Supplied passage:
--- --- ---

Sunday, 7 October 2018

Boris does his best Boris tribute act for the Tory conference

Bumbling, hair tugging and lectern thumping all feature in Johnson’s greatest hits show

‘This was the golden ticket. A message of hope for the hopeless.’
 Photograph: James McCauley/Rex/Shutterstock

Say what you like about Boris Johnson, he delivers a second-rate speech better than most other second-rate politicians, many of whom have been on show at the Tory party conference in Birmingham this week. But the bottom line is that Boris is essentially still second rate. A man who imagines himself to be a latter day Winston Churchill, but is nothing more than an ersatz Donald Trump with little to offer other than his own narcissism masquerading as cheap populism.

Yet in the land of the blind, the one-eyed man is king, and Johnson is what passes for stardust in the Brexit circles of the Tory party. A faint flicker, raging against the dying of the light, as he struggles to avoid being sucked into the black hole. And for his one scheduled appearance at a fringe event, hundreds of delegates were queueing outside the 1,500-seater hall some two hours before he was due on stage. This was the golden ticket. A message of hope for the hopeless.

Shortly before the start, the usual VIP suspects began to fill the front row. David Davis, Steve Baker, Priti Patel, Owen Paterson, Andrea Jenkyns, John Redwood and Andrew Bridgen. The same crew that had been at almost every “Chuck Chequers” event. None of whom most sane people would trust anywhere near government. The scene was set. This wasn’t going to be a serious speech so much as an act of communion for the already converted. A greatest hits rally at which Boris would deliver his own Boris tribute act.

Johnson bumbled on to stage. Bumbling was what people expected of him – his trademark trope – and he didn’t want to disappoint. The audience rose to give him their first standing ovation and he relaxed a little. He still had the magic. “It’s great bumble bumble to be bumble bumble in Birmingham bumble bumble,” he bumbled, before insisting that he was standing before everyone “with all humility”. Always good to get the first lie in early. Boris has never done humble in his life.

--- --- ---

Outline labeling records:
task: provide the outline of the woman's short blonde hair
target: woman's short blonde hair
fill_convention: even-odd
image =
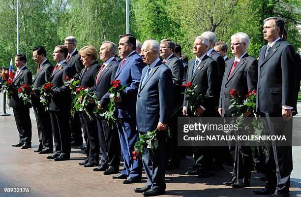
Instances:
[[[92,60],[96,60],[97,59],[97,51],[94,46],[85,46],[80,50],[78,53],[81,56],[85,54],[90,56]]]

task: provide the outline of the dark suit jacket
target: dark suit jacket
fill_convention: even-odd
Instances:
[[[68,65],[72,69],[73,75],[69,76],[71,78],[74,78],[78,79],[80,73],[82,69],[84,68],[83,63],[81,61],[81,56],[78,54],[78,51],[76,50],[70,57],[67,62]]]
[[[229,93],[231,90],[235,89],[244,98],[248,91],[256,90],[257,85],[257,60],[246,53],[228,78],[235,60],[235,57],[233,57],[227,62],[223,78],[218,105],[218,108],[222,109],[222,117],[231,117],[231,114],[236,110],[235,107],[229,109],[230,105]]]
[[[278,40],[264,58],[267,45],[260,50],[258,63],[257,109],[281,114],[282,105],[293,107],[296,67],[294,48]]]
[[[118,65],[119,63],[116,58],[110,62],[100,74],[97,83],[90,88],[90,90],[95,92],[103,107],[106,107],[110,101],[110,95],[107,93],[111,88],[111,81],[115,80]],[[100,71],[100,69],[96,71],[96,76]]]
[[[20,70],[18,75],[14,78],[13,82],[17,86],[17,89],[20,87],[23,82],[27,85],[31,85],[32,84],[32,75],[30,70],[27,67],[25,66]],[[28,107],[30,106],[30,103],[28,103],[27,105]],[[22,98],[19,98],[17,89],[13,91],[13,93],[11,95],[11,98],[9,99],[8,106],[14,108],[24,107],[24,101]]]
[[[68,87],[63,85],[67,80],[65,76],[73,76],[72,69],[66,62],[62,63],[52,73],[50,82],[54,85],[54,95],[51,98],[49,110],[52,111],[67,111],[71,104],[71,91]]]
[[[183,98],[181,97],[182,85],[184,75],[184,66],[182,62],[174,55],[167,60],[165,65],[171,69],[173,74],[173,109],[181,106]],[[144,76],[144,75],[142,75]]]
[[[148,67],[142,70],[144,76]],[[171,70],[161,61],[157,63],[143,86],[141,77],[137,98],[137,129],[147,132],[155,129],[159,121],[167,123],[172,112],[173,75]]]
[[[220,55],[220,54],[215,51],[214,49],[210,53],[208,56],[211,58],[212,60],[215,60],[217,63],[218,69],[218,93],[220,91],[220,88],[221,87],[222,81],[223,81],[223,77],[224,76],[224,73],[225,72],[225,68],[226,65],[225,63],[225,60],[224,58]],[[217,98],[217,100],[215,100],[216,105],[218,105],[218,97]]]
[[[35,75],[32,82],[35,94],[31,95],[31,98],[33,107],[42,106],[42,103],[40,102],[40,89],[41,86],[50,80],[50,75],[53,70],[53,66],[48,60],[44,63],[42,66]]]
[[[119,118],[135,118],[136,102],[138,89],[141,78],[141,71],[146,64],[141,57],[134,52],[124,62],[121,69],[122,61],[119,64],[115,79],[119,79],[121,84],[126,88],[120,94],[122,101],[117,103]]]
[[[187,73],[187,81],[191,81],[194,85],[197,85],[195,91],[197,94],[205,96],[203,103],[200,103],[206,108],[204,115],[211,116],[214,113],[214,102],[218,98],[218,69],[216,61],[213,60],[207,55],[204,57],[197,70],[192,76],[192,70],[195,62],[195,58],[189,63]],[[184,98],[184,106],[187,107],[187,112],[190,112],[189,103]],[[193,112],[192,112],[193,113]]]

--- --- ---

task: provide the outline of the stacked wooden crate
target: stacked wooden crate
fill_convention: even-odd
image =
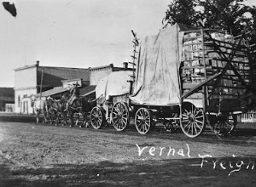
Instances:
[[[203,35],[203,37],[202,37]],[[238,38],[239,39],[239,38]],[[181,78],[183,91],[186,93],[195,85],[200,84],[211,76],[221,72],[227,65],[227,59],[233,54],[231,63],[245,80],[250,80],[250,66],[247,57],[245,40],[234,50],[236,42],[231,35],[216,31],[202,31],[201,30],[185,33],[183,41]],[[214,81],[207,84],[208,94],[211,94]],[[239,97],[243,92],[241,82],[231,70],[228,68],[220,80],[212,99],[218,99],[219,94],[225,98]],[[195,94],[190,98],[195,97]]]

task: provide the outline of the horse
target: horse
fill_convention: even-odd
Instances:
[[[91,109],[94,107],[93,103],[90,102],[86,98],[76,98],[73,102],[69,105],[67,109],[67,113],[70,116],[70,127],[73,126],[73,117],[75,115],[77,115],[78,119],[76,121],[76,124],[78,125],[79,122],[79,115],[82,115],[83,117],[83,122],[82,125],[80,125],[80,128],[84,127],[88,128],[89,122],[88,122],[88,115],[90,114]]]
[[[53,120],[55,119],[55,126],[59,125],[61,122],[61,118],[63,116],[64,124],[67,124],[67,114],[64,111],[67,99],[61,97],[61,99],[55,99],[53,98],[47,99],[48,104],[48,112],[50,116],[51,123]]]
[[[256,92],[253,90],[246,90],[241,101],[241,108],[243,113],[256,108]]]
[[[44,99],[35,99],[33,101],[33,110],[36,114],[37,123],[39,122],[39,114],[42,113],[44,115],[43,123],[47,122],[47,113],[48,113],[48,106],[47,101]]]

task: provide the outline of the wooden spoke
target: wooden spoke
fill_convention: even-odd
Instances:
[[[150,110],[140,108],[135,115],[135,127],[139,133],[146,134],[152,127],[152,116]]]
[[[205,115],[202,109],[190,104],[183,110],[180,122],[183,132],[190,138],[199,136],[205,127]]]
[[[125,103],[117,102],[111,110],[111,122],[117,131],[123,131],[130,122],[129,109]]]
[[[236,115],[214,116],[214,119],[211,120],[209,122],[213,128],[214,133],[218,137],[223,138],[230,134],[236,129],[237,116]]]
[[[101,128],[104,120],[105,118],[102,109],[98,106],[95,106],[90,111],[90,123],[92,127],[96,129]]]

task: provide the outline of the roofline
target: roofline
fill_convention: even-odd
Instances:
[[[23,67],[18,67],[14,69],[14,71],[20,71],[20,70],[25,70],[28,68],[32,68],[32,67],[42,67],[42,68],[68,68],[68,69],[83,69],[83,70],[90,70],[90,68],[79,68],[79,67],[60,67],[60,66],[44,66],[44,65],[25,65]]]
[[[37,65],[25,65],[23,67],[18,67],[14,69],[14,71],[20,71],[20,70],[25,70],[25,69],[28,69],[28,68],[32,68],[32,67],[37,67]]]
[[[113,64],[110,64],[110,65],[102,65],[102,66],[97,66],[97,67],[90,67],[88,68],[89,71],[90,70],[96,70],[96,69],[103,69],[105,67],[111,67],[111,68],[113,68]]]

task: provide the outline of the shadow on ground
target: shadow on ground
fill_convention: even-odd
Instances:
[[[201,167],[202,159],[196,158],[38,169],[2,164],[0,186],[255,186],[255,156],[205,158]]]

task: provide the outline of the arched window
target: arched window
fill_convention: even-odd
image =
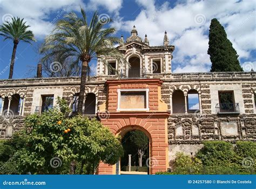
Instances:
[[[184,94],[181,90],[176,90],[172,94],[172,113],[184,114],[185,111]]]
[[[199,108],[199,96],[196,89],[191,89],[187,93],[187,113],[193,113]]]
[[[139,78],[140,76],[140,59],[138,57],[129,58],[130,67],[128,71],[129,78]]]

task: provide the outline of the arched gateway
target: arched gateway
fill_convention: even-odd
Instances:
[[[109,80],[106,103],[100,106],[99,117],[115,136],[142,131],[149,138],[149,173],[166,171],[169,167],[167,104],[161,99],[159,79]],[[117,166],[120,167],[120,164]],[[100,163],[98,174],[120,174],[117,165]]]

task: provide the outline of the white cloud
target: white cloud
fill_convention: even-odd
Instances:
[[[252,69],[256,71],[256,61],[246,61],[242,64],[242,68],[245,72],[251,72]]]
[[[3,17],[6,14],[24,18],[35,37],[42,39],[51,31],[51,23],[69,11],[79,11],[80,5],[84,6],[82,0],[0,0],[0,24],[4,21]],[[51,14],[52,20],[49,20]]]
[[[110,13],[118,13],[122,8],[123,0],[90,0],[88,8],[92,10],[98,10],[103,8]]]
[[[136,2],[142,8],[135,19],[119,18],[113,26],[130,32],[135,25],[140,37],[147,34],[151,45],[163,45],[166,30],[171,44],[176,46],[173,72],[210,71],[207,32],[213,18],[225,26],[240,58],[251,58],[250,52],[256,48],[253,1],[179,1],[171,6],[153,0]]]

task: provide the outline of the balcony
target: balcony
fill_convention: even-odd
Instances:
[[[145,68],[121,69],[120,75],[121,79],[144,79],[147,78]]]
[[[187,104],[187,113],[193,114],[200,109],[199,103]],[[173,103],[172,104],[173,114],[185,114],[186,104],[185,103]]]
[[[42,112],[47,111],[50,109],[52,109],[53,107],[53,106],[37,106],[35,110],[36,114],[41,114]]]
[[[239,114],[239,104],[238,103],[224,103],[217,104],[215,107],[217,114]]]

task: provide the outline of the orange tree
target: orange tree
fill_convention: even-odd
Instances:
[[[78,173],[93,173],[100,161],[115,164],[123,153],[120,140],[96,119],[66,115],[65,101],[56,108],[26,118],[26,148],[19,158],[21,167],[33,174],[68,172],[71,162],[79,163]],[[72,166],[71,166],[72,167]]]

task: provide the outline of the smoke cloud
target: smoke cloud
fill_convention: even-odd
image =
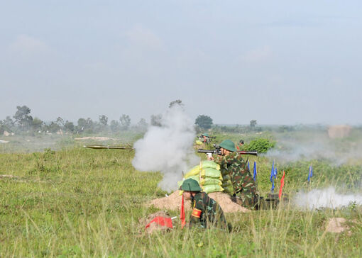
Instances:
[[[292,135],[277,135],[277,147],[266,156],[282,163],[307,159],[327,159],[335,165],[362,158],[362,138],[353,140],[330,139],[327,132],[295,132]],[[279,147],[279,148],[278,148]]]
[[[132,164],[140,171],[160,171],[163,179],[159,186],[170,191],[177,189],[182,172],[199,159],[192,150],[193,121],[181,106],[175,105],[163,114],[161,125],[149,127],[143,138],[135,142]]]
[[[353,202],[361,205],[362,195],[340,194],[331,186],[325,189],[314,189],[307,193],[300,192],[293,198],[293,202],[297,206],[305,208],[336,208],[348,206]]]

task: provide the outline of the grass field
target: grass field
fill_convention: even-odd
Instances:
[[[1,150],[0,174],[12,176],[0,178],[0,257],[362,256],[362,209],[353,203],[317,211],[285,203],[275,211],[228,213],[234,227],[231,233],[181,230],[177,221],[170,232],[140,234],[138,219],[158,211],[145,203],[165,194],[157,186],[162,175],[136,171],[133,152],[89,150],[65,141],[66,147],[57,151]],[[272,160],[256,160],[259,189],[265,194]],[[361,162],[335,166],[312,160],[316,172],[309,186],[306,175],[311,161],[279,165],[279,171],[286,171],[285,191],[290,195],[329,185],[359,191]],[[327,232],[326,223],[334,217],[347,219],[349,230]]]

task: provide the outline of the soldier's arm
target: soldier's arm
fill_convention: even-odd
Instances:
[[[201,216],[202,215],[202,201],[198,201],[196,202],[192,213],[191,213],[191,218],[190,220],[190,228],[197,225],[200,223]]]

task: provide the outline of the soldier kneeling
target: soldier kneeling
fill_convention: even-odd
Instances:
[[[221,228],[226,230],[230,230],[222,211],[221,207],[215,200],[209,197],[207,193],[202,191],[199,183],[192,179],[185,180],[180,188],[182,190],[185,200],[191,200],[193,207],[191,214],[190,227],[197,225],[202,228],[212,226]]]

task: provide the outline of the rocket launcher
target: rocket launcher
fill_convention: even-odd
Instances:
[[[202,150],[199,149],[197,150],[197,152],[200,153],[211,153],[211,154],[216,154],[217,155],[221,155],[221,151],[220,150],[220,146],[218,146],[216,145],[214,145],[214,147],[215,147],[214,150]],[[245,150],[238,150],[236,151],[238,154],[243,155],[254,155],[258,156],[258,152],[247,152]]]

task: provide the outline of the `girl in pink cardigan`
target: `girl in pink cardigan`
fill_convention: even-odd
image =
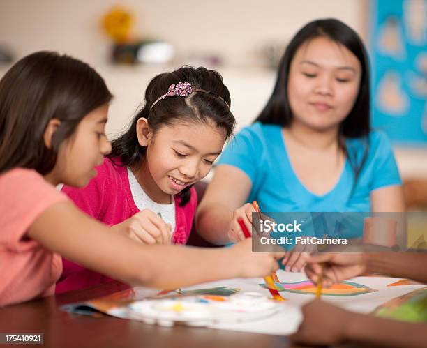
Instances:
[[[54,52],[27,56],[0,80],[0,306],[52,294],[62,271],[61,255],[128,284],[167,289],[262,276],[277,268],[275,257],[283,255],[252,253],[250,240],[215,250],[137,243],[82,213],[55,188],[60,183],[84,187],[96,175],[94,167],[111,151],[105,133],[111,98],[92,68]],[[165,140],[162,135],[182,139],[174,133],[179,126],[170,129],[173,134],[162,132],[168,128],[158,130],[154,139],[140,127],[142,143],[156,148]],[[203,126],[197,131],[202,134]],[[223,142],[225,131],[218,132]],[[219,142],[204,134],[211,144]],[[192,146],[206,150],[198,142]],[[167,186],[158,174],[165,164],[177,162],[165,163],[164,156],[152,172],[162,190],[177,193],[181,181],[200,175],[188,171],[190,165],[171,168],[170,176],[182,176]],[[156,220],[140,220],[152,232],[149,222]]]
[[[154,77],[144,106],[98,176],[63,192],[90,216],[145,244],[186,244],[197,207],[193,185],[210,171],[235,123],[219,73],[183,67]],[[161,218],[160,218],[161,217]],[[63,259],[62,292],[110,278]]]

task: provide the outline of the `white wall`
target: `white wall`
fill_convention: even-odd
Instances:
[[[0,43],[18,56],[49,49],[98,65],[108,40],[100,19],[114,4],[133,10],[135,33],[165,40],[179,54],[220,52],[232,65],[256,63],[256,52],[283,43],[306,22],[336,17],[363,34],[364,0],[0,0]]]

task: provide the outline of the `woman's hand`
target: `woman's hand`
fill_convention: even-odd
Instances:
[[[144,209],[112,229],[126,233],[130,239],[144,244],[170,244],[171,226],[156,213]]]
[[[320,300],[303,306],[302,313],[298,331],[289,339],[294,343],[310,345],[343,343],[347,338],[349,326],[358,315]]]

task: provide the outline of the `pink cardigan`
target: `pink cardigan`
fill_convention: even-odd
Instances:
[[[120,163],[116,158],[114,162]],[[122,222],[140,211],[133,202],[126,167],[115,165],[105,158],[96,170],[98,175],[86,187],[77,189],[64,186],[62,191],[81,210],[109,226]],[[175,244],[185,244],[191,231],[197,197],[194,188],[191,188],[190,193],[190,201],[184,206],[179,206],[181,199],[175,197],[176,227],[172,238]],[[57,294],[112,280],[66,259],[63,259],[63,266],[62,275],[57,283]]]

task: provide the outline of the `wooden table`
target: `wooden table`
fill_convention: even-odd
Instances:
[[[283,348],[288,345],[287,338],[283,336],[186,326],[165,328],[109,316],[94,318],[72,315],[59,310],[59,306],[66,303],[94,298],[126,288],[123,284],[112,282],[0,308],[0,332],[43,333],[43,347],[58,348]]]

--- --- ---

Task goal:
From the piece on Boris Johnson's Tory conference speech, copy word for word the passage starting at "Boris does his" and ending at "as cheap populism.". Rely only on the text about Boris Johnson at the Tory conference.

Finished exercise:
Boris does his best Boris tribute act for the Tory conference

Bumbling, hair tugging and lectern thumping all feature in Johnson’s greatest hits show

‘This was the golden ticket. A message of hope for the hopeless.’
 Photograph: James McCauley/Rex/Shutterstock

Say what you like about Boris Johnson, he delivers a second-rate speech better than most other second-rate politicians, many of whom have been on show at the Tory party conference in Birmingham this week. But the bottom line is that Boris is essentially still second rate. A man who imagines himself to be a latter day Winston Churchill, but is nothing more than an ersatz Donald Trump with little to offer other than his own narcissism masquerading as cheap populism.